Text »
----------------------------------------

Alternatively, the specification unit 12 may perform selection of a
target section until after a section having a priority higher than
the threshold value does not remain any more.
[0084] The signal processing performed for a target section
specified by the specification unit 12 is not limited to that
performed by the first similarity calculation unit 13 and the
second similarity calculation unit 15. A process other than
calculation of a similarity may be performed for a target section
specified by the specification unit 12.
[0085] The first similarity calculation unit 13 is not limited to
unit that calculates both a rhythm similarity and a tone color
similarity. The first similarity calculation unit 13 may calculate
only one of a rhythm similarity and a tone color similarity.
Further, in the first similarity calculation unit 13, the reference
matrix acquisition unit 132 may not acquire a basis matrix and an
activation matrix corresponding to a reference sound signal from
the database 14 but may acquire a reference sound signal itself
from the database 14 and calculate a basis matrix and an activation
matrix by NMF.
[0086] One of the first similarity calculation unit 13 and the
second similarity calculation unit 15 may be omitted. In this case,
the integration unit 16 is unnecessary, and the selection unit 17
selects a musical piece on the basis only of a similarity by one of
the first similarity calculation unit 13 and the second similarity
calculation unit 15.

----------------------------------------

Data extract »

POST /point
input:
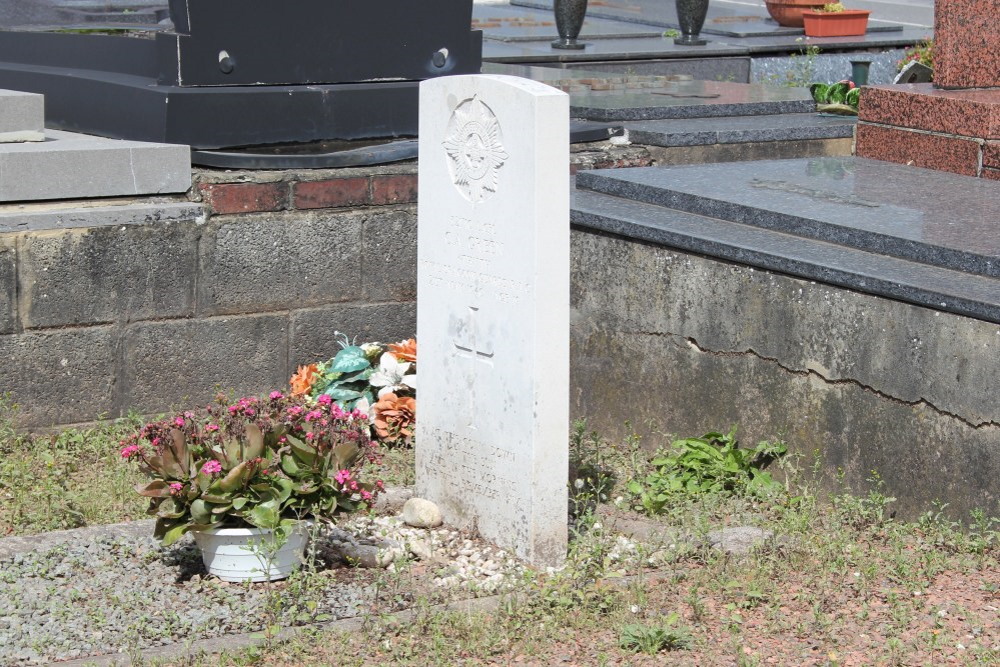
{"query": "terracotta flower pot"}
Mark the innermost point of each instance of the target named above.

----------------------------------------

Complete the following »
a) In the text on similarity calculation units, which unit becomes unnecessary when one of the two similarity calculation units is omitted?
b) Continue the text on similarity calculation units after its final sentence.
The material is separate from the text on similarity calculation units.

Written answers »
a) The integration unit 16.

b)
[0087] The acquisition unit 11, the specification unit 12, the
first similarity calculation unit 13, the second similarity
calculation unit 15, the integration unit 16, and the selection
unit 17 are not limited to those incorporated in a computer
apparatus by software. At least some of them may be incorporated as
hardware, for example, by an integrated circuit for exclusive
use.
[0088] A program to be executed by the CPU 201 or the like of the
information processing apparatus 20 may be provided through a
recording medium such as an optical disk, a magnetic disk, a
semiconductor memory or the like or may be downloaded through a
communication line such as the Internet. Further, the program may
not necessarily include all of the steps of FIG. 8. For example,
the program may include only step S1, step S2, and step S3.
Further, the program may include only step S1, step S2, and step
S4. Furthermore, this program may include only step S1 and step
S4.
[0089] Further, the similarity calculation by a beat spectrum at
step S4 may not necessarily include all steps. In the case where a
spectral difference is not used as a characteristic, calculation,
normalization, or autocorrelation of a spectral difference may not
be performed.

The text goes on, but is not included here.